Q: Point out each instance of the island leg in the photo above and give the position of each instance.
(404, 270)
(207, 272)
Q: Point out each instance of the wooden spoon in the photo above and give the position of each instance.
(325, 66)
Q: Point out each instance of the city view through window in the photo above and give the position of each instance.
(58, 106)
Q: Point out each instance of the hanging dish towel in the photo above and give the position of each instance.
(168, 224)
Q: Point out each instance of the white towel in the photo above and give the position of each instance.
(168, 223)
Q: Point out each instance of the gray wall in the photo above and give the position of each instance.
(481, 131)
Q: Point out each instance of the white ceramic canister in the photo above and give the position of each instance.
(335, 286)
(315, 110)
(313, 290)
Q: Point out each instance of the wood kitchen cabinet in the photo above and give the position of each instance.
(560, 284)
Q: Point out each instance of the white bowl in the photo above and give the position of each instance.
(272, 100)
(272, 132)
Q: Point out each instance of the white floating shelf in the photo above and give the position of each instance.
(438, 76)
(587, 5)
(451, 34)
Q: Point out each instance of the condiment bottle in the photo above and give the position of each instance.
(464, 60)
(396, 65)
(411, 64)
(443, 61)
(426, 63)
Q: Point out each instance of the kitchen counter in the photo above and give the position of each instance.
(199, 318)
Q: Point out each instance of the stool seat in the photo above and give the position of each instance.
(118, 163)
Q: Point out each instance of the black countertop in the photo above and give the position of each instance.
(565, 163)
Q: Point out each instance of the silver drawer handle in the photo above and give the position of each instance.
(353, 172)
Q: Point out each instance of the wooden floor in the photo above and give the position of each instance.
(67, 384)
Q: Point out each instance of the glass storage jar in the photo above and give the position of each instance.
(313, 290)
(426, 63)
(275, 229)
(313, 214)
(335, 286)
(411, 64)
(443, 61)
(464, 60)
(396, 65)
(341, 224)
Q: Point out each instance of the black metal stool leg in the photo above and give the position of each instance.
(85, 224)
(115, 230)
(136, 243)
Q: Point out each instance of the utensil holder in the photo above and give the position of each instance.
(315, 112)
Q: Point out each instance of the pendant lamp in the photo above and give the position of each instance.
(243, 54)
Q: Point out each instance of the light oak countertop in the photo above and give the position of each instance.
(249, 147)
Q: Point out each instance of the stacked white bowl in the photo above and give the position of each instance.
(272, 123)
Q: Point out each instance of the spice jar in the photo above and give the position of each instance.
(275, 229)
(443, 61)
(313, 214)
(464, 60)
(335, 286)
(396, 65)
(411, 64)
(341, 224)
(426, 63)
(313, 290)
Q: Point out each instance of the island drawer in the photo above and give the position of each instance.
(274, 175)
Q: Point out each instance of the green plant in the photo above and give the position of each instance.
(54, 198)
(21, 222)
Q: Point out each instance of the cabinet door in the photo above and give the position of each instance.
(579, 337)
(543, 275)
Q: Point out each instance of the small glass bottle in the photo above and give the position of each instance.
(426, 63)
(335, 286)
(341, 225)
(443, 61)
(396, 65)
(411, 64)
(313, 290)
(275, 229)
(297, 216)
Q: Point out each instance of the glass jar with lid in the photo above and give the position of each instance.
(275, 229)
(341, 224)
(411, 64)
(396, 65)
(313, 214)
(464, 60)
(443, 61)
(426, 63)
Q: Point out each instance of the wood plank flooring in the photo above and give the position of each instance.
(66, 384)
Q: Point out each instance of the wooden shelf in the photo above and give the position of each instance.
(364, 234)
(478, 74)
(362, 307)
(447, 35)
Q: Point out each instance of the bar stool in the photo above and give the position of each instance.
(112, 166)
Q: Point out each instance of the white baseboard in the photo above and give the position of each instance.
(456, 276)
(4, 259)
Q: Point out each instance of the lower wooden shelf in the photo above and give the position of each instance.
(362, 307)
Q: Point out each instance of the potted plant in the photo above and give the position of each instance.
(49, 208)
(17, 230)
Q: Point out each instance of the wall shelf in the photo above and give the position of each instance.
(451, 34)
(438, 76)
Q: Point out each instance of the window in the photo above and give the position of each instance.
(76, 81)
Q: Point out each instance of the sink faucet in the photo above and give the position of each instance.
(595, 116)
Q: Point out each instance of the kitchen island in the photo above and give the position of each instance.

* [ABOUT THIS TASK]: All of the material above should be set down again, unaltered.

* [REPLY]:
Q: Point out each instance of the island leg in the photo above and give the position of each instance.
(404, 270)
(207, 272)
Q: Point out each instance of the wooden spoon in the photo above and give the position of each instance.
(325, 66)
Q: Point out each instance of the city view through window in the photo above and give the position of each instance.
(58, 106)
Q: Point out each instance of the hanging dish towel in the photo above and give the position of each instance.
(168, 224)
Q: Point out each instance of the white towel in the photo above and give the position of each instance.
(168, 223)
Q: Point out each instance of the gray wall in the photo above and give the position of each instance.
(481, 131)
Q: Point out each instance of the white ceramic canister in the photo above and give the position of each instance.
(335, 286)
(315, 110)
(313, 290)
Q: Point out each instance of the wood kitchen cabinet in the photo above and give the position of each instance.
(560, 284)
Q: Point out each instance of the white bowl in the photo above and give the position of each instance.
(272, 100)
(272, 132)
Q: Point out each instance of the white floating shelf in the photo above and give the position of each instance.
(438, 76)
(587, 5)
(451, 34)
Q: Point out each instance of the condiment bottle in the photo above and give the position of each instance.
(464, 60)
(396, 65)
(411, 64)
(443, 61)
(426, 63)
Q: Point out each instance of the kitchen counter in the photo above and give the position of each instance.
(199, 318)
Q: Point out each instance of the stool seat in the photo above and give the position of each instance.
(118, 163)
Q: Point out each instance of the black countertop in the photo above and give the position of each instance.
(565, 163)
Q: Point out each instance of the silver drawer handle in the photo above and give the position of each instance.
(353, 172)
Q: Point out each instance of the wooden floor in the photo above and give the position of each instance.
(67, 384)
Q: Point out each instance of the glass storage jar in the photo above and give the position of each instance.
(313, 290)
(426, 63)
(275, 229)
(313, 214)
(335, 286)
(411, 64)
(443, 61)
(464, 60)
(396, 65)
(341, 224)
Q: Point out each instance of the black metal stool leg in the photo above and give the position of each instance.
(85, 224)
(115, 230)
(136, 243)
Q: Point out each instance of the utensil holder in the photo above and give the position of each instance.
(315, 112)
Q: Point out each instance of the pendant lamp in the photo above and give the position of each instance.
(243, 54)
Q: Point out each instance of the light oak countertop in the photo above and give the position of each instance.
(249, 147)
Q: Point out each instance of the stacked white bowl in the photo above and give the position of each instance.
(272, 123)
Q: Point out each instance of the spice jar in the photo above and give the position of each instance.
(275, 229)
(443, 61)
(313, 214)
(464, 60)
(335, 286)
(396, 65)
(411, 64)
(341, 224)
(426, 63)
(313, 290)
Q: Point out each instance of the island drawer in the photo above and give the position of each instance.
(274, 175)
Q: Point out each instance of the green plant in the photo above and give the position of each instance.
(54, 198)
(21, 222)
Q: Point out each instance of the cabinet door in the photo above and give the position of each instance.
(579, 337)
(543, 275)
Q: Point out each instance of the small glass bottle in the photo above and give the position of each instance.
(426, 63)
(335, 286)
(341, 225)
(443, 61)
(396, 65)
(411, 64)
(313, 290)
(275, 229)
(297, 216)
Q: Point out each instance of the glass jar with lid in the photo above and give the position of each instance.
(275, 229)
(341, 224)
(411, 64)
(396, 65)
(313, 214)
(464, 60)
(443, 61)
(426, 63)
Q: Point out each instance of the wood plank flooring in the photo above and give the position of each instance.
(66, 384)
Q: Point out each instance of the wooden shelf in the photo above and give the position of each instance.
(364, 234)
(478, 74)
(362, 307)
(447, 35)
Q: Point out each instance of the bar stool in the photo above and give the position of each instance.
(112, 166)
Q: Point out each instance of the white baseboard in the photo above and give the position of each instance.
(456, 276)
(4, 259)
Q: Point out each instance of the lower wooden shelf in the photo above and give the position of each instance.
(362, 307)
Q: Point out each instance of the potted plant in the photo above and give the position of each instance.
(49, 208)
(17, 230)
Q: Point out each instance of the wall shelf in the photo above and give the position of each instance.
(451, 34)
(438, 76)
Q: Point out each instance of the window in the photo above and give the position of each instance.
(76, 81)
Q: Point out each instance of the sink faucet in the photo above and give the position of each instance.
(595, 116)
Q: Point out each instance of the kitchen island in the photo above and give the position of each instance.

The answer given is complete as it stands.